- _Aim of the exercise_: What are the lines from the top of the entries through the one with "Query: chopped spinach leaf"? Write them out exactly, with no pictures.

####################

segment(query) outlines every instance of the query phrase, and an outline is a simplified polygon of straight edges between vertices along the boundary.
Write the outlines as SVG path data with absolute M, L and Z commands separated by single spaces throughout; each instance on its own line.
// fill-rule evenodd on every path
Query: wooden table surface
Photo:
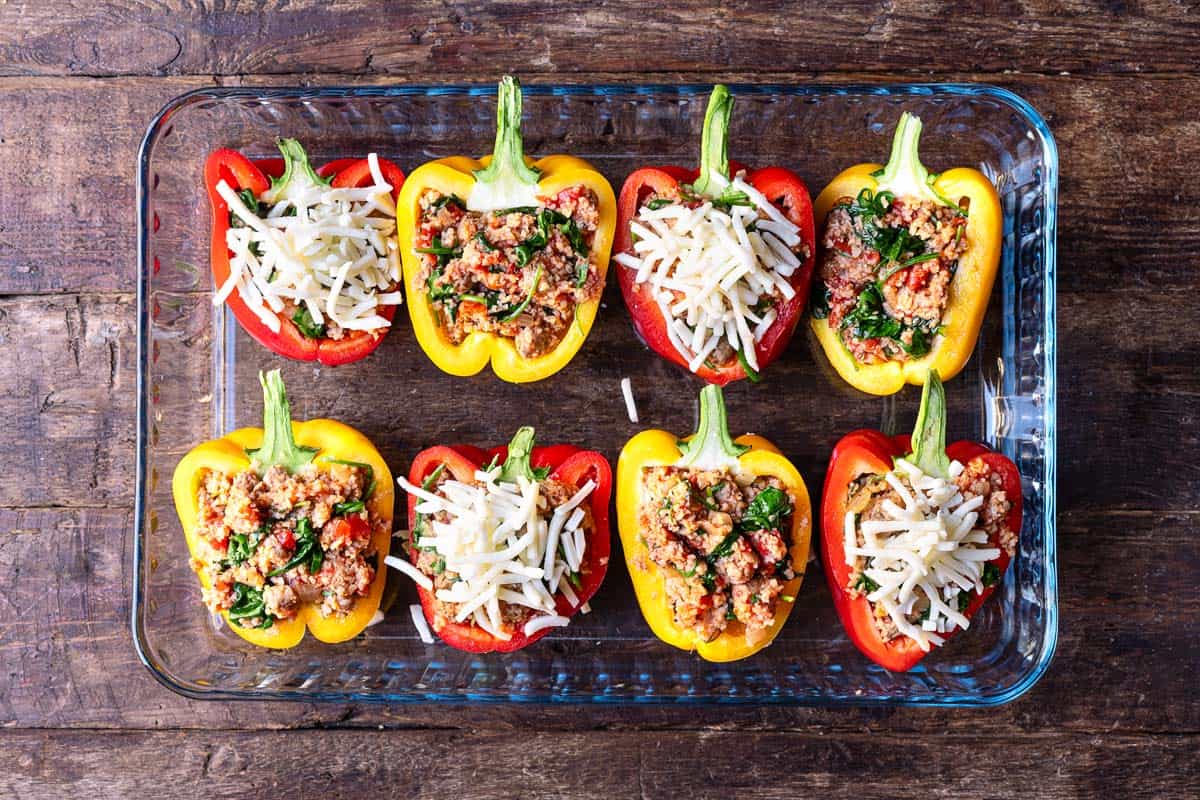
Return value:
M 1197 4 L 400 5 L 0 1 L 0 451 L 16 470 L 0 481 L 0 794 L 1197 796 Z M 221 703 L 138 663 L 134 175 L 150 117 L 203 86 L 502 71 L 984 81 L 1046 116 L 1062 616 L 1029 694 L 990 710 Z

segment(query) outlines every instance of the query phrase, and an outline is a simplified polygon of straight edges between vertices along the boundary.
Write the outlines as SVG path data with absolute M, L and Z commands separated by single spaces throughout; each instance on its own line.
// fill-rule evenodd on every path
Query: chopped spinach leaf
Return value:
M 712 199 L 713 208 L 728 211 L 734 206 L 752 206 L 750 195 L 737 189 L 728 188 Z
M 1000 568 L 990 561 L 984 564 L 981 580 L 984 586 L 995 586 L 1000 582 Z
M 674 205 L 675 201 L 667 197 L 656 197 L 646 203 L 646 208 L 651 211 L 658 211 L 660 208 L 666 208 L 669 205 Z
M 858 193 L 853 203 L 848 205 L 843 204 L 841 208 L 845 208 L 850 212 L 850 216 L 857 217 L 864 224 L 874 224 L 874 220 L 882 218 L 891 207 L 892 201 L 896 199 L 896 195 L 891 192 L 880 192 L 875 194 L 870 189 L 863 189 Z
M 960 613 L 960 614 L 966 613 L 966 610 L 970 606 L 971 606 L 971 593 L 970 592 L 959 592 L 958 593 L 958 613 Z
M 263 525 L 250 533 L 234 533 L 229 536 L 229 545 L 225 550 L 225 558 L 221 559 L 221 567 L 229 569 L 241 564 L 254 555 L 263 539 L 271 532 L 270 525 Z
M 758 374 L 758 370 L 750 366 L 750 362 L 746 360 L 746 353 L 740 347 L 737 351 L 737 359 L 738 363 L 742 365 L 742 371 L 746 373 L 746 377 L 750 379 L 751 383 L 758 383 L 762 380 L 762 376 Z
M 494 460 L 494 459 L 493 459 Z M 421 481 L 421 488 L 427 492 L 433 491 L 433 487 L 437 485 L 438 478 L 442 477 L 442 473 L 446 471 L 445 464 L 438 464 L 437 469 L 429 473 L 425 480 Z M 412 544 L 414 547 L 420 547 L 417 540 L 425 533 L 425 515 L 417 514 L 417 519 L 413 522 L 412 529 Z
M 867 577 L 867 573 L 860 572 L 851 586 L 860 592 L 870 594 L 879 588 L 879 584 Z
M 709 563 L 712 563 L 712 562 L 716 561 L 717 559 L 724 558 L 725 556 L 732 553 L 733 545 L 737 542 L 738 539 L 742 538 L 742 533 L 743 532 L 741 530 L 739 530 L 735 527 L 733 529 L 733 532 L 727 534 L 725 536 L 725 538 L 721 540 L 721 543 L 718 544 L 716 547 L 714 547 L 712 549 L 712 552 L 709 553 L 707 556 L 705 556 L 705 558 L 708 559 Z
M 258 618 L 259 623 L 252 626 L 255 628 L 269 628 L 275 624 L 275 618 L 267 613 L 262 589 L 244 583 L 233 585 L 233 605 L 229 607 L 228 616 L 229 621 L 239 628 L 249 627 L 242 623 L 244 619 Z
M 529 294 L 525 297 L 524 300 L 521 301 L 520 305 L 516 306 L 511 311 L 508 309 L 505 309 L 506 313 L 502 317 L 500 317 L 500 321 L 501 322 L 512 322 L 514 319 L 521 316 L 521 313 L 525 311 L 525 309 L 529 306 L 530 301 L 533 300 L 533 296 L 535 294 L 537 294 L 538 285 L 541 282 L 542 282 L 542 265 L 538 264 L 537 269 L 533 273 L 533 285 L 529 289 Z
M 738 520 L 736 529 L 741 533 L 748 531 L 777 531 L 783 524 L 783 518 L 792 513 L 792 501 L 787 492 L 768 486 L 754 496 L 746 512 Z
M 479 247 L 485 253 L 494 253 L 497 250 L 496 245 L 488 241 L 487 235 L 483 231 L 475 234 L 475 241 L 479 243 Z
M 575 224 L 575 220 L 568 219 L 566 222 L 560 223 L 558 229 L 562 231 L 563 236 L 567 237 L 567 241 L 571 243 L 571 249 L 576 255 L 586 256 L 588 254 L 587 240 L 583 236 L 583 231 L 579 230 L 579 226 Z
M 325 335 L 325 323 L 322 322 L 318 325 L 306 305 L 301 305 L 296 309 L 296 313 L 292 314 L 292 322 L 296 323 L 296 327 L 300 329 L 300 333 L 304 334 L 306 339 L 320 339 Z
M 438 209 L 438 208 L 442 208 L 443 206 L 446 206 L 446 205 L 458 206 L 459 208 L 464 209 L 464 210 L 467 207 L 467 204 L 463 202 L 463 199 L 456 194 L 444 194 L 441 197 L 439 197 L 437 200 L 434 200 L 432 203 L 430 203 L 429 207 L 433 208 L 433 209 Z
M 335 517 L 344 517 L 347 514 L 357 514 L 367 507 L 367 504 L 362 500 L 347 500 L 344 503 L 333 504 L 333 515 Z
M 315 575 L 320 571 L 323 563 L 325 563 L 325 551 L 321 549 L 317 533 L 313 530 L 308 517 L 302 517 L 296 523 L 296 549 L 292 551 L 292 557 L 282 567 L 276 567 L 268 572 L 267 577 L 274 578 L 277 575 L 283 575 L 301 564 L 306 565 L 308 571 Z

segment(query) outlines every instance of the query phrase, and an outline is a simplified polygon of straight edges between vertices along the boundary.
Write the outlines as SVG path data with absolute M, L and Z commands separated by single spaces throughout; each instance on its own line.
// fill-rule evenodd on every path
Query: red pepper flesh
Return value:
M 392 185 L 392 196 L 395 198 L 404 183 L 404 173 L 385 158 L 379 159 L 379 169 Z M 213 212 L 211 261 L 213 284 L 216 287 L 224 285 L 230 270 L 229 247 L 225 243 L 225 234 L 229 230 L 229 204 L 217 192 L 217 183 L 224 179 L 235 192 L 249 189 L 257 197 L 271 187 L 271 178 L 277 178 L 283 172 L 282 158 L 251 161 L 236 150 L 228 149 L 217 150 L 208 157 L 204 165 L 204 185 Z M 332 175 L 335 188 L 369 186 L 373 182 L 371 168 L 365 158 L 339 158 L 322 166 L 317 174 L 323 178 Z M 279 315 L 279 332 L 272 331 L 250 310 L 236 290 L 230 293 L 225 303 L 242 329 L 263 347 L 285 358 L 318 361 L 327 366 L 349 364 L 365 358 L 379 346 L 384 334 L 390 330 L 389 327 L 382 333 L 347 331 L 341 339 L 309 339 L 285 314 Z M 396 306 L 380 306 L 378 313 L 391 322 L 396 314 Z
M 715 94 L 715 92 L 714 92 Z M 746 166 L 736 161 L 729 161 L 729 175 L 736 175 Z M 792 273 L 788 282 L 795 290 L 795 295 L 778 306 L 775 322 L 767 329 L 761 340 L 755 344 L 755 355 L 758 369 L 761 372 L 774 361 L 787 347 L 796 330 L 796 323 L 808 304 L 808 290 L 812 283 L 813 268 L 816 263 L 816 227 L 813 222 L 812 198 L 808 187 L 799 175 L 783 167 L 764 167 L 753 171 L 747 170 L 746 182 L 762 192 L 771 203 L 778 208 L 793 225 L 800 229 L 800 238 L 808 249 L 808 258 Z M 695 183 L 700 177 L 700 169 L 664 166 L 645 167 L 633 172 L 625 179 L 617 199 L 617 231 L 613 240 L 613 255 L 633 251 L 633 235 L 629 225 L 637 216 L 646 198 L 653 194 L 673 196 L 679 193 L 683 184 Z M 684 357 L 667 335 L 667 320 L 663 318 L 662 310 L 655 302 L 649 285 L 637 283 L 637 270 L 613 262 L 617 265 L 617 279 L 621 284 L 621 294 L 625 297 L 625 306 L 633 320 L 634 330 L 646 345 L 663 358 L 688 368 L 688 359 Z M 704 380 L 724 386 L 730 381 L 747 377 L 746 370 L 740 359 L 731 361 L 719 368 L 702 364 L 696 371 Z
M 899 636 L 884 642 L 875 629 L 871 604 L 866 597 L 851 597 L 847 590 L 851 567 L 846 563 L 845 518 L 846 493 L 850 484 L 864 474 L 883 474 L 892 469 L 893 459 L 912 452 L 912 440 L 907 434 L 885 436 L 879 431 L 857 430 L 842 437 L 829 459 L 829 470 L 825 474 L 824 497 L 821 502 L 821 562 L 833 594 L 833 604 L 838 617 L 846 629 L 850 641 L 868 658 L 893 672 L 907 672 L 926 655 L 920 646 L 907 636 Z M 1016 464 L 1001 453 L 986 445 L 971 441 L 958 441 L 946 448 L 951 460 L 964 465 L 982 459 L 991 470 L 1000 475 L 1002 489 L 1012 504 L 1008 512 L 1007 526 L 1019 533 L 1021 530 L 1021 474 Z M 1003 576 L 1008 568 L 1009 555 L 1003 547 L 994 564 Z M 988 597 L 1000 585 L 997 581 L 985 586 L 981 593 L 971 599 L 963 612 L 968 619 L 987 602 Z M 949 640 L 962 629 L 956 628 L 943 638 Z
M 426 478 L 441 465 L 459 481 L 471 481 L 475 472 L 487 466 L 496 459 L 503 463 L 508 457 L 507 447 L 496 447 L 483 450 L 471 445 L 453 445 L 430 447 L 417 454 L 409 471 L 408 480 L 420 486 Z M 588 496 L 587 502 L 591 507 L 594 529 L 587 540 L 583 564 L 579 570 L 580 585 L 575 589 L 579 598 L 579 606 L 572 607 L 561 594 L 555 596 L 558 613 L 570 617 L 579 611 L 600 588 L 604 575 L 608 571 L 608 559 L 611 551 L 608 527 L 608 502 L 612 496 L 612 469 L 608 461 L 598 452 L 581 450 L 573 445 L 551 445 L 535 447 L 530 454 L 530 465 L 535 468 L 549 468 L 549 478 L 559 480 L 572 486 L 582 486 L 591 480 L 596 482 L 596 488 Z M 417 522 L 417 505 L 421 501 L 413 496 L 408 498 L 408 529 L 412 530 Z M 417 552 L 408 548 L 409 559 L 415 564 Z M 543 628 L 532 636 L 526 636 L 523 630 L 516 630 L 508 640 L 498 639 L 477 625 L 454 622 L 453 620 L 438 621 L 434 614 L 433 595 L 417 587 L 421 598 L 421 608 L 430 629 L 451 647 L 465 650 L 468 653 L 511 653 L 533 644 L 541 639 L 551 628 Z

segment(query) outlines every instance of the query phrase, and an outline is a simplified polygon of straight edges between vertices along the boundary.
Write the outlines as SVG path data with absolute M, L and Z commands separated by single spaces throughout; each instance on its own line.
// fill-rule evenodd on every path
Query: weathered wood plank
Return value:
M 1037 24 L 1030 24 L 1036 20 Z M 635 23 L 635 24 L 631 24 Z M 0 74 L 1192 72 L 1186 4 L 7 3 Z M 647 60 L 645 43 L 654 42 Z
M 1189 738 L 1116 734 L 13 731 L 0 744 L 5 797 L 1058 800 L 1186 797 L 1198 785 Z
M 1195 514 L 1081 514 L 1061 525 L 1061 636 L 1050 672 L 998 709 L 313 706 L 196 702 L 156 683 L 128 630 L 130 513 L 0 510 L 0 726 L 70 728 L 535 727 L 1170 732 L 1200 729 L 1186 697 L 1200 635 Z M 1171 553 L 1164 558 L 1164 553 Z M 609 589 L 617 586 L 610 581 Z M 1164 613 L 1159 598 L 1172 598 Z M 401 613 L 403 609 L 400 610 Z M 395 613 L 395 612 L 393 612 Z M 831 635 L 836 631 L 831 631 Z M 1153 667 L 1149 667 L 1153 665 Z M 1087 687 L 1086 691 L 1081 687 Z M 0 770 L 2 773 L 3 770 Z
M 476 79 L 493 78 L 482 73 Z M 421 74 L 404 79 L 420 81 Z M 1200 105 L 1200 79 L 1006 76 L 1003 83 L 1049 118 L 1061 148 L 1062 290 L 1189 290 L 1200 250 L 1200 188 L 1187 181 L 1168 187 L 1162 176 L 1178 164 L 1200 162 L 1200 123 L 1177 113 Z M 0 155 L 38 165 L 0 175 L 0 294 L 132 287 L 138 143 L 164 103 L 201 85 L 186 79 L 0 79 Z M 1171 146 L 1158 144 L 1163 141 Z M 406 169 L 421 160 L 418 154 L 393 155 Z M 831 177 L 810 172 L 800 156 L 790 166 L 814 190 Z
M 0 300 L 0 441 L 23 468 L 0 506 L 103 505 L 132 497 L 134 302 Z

####################

- _Task result_:
segment(query) outlines every instance of the query phrase, and an outline is a simplified polygon of straight edges between vertices along the boundary.
Write the outlines as SVG path data with absolute M, L and Z commands separated by single spaces throughout; each instance on its own line.
// fill-rule evenodd on every path
Query: wooden table surface
Photo:
Return value:
M 1197 4 L 400 5 L 0 1 L 0 451 L 16 470 L 0 481 L 0 794 L 1197 796 Z M 221 703 L 138 663 L 134 175 L 150 117 L 203 86 L 502 71 L 984 81 L 1046 116 L 1062 616 L 1029 694 L 990 710 Z

segment(query) outlines every instance of the query phrase, and an outline is a simplified polygon of straight edges between vertices along the boundary.
Write the outlines as SVG path data with absolute M, L and Z commands separated by single spaces throughout; each instance on its own line.
// fill-rule evenodd on every path
Query: chopped spinach leaf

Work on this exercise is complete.